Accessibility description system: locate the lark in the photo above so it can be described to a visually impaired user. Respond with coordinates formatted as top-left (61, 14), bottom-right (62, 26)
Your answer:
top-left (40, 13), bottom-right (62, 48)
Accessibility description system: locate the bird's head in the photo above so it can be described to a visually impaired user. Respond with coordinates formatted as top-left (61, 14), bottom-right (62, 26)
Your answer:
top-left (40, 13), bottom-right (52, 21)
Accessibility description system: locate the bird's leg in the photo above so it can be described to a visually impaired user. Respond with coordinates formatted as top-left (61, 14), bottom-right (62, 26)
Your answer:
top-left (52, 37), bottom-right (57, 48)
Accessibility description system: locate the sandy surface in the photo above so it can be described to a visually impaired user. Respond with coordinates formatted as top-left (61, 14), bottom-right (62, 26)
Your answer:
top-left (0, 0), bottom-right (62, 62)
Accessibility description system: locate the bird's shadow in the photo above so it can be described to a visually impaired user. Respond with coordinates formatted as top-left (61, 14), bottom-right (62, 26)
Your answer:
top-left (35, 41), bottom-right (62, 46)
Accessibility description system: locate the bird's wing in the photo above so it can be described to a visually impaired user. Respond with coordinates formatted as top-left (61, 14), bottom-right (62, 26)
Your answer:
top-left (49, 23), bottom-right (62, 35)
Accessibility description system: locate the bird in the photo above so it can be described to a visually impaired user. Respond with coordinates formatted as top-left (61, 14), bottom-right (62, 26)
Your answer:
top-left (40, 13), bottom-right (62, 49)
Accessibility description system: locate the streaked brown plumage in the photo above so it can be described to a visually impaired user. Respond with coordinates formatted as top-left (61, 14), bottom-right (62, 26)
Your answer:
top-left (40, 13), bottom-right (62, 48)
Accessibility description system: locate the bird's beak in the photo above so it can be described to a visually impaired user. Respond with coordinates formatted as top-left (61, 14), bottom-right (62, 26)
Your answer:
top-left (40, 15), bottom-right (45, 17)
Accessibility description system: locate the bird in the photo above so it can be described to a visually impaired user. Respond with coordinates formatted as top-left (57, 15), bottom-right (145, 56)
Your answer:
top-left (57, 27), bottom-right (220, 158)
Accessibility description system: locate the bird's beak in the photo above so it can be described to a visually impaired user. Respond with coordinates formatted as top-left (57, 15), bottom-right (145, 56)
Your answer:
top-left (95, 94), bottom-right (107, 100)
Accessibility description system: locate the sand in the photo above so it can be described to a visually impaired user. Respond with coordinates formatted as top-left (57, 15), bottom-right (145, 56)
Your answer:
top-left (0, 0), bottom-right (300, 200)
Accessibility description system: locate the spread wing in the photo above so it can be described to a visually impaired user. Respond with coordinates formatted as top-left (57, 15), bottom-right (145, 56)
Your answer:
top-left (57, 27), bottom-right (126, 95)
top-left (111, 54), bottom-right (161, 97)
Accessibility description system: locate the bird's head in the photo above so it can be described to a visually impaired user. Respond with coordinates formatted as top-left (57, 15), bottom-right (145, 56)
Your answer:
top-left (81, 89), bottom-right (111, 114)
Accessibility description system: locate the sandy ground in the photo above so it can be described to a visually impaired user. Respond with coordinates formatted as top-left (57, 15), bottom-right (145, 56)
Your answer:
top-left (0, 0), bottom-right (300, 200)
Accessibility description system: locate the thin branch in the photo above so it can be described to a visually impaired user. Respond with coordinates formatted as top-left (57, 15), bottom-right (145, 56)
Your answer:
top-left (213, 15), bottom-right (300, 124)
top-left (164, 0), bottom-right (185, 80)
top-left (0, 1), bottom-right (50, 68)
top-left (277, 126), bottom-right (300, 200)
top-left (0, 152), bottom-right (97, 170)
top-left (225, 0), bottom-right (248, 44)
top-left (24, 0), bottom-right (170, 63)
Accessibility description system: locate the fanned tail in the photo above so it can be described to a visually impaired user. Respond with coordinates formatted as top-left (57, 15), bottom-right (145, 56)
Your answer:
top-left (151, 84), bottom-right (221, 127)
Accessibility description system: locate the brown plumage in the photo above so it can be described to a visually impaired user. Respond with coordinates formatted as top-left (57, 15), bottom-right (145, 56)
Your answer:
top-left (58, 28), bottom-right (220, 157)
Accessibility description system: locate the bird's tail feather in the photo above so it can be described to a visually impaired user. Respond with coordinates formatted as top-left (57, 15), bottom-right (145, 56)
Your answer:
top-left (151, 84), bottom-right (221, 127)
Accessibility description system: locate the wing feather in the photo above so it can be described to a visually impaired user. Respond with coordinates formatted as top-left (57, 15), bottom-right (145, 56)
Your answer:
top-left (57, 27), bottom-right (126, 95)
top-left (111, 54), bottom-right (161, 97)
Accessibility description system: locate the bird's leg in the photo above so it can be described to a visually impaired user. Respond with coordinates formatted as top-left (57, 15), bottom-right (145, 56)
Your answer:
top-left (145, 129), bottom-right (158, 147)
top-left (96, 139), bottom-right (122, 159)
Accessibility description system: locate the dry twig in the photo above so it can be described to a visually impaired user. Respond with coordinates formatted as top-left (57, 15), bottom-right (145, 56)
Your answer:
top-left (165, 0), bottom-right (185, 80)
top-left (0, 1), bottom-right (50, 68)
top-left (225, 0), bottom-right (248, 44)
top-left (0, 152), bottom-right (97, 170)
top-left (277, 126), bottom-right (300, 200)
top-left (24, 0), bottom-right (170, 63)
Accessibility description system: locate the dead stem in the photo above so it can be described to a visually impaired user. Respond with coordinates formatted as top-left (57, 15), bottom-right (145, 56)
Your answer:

----------------

But de l'exercice:
Recopiez toutes les lignes ci-dessus telles quelles, sans rien y changer.

Réponse attendue:
Accessibility description system: locate the lark in the photo above so it can be described to a visually impaired user. Respond with coordinates formatted as top-left (61, 14), bottom-right (62, 26)
Your answer:
top-left (40, 13), bottom-right (62, 48)
Accessibility description system: locate the bird's head in the photo above so it can be described to a visually impaired user. Respond with coordinates formatted as top-left (61, 14), bottom-right (62, 26)
Your answer:
top-left (40, 13), bottom-right (52, 21)
Accessibility description system: locate the bird's leg in the photo above so it can be described to a visually impaired user. Respond with coordinates formatted as top-left (61, 14), bottom-right (62, 26)
Your answer:
top-left (52, 37), bottom-right (57, 48)
Accessibility description system: locate the sandy surface in the photo above so it can be described to a visually impaired user. Respond with coordinates formatted as top-left (61, 14), bottom-right (62, 26)
Your answer:
top-left (0, 0), bottom-right (62, 62)
Accessibility description system: locate the bird's shadow in the photo above so it can be described to a visually impaired user. Respond with coordinates formatted as top-left (61, 14), bottom-right (62, 26)
Your answer:
top-left (35, 41), bottom-right (62, 46)
Accessibility description system: locate the bird's wing in the photo above so it can be described to a visually impaired user. Respond with coordinates formatted as top-left (61, 14), bottom-right (62, 26)
Your answer:
top-left (49, 23), bottom-right (62, 35)
Accessibility description system: locate the bird in the photo above so it can be described to a visually impaired user. Respond with coordinates formatted as top-left (61, 14), bottom-right (62, 26)
Your answer:
top-left (40, 13), bottom-right (62, 49)
Accessibility description system: locate the streaked brown plumage in the photo above so it can be described to a visually impaired user. Respond with coordinates formatted as top-left (61, 14), bottom-right (62, 26)
Your answer:
top-left (40, 13), bottom-right (62, 48)
Accessibility description system: locate the bird's beak in the photo above so it can be described to a visually impaired user. Respond with coordinates formatted as top-left (61, 14), bottom-right (62, 26)
Your answer:
top-left (40, 15), bottom-right (45, 17)
Accessibility description system: locate the bird in the photo above so it can be described to a visually impaired user. Respond with coordinates formatted as top-left (57, 15), bottom-right (145, 56)
Your answer:
top-left (57, 27), bottom-right (220, 158)
Accessibility description system: locate the bird's beak in the photo above so it can be described to a visually impaired user. Respond with coordinates formatted as top-left (57, 15), bottom-right (145, 56)
Your answer:
top-left (95, 94), bottom-right (107, 100)
Accessibility description system: locate the sand in the photo above so it can be described to a visually impaired user. Respond with coordinates formatted as top-left (57, 15), bottom-right (145, 56)
Your answer:
top-left (0, 0), bottom-right (300, 200)
Accessibility description system: locate the spread wing in the photo above so it can be described to a visually impaired user. Respond with coordinates formatted as top-left (57, 15), bottom-right (145, 56)
Your answer:
top-left (57, 27), bottom-right (126, 95)
top-left (111, 54), bottom-right (161, 97)
Accessibility description system: locate the bird's head in the photo above so it can be described to a visually impaired user. Respond with coordinates formatted as top-left (57, 15), bottom-right (145, 56)
Your answer:
top-left (81, 89), bottom-right (111, 114)
Accessibility description system: locate the sandy ground in the photo above so it can be described to a visually impaired user. Respond with coordinates formatted as top-left (57, 15), bottom-right (145, 56)
Your answer:
top-left (0, 0), bottom-right (300, 200)
Accessibility description system: locate the thin branch in the photo above so it can be described to a visually impaired user. Respond with coordinates formatted as top-left (57, 15), bottom-right (145, 56)
Your answer:
top-left (213, 15), bottom-right (300, 124)
top-left (164, 0), bottom-right (185, 80)
top-left (0, 1), bottom-right (50, 68)
top-left (277, 126), bottom-right (300, 200)
top-left (0, 152), bottom-right (97, 170)
top-left (225, 0), bottom-right (248, 44)
top-left (24, 0), bottom-right (170, 63)
Accessibility description system: locate the fanned tail in the photo above so it can be described to a visually impaired user. Respond with coordinates formatted as top-left (57, 15), bottom-right (145, 56)
Your answer:
top-left (151, 84), bottom-right (221, 127)
Accessibility description system: locate the brown plumage in the photo above so it can be described to a visually impaired user. Respond with coordinates formatted as top-left (57, 15), bottom-right (145, 56)
Your answer:
top-left (58, 28), bottom-right (220, 157)
Accessibility description system: locate the bird's tail feather in the photo above so it can be described to a visually impaired user. Respond with coordinates formatted as top-left (57, 15), bottom-right (145, 56)
Your answer:
top-left (151, 84), bottom-right (221, 127)
Accessibility description system: locate the wing feather in the photo above so it can be described to a visually impaired user. Respond with coordinates formatted as top-left (57, 15), bottom-right (145, 56)
Your answer:
top-left (57, 27), bottom-right (126, 95)
top-left (111, 54), bottom-right (161, 97)
Accessibility description system: locate the bird's leg in the photo above so it can be described to a visually impaired user. Respond with coordinates formatted as top-left (57, 15), bottom-right (145, 56)
Your answer:
top-left (145, 129), bottom-right (158, 147)
top-left (96, 139), bottom-right (122, 159)
Accessibility description system: locate the dry twig in the photo above so it can be described to a visually impaired user. Respond with coordinates formatted as top-left (57, 15), bottom-right (145, 56)
Your answer:
top-left (165, 0), bottom-right (185, 80)
top-left (0, 1), bottom-right (50, 68)
top-left (225, 0), bottom-right (248, 44)
top-left (0, 152), bottom-right (97, 170)
top-left (277, 126), bottom-right (300, 200)
top-left (24, 0), bottom-right (170, 63)
Accessibility description system: locate the dead stem in the photo above so it can be described to a visually impaired user. Respond with coordinates formatted as top-left (57, 15), bottom-right (145, 56)
Your answer:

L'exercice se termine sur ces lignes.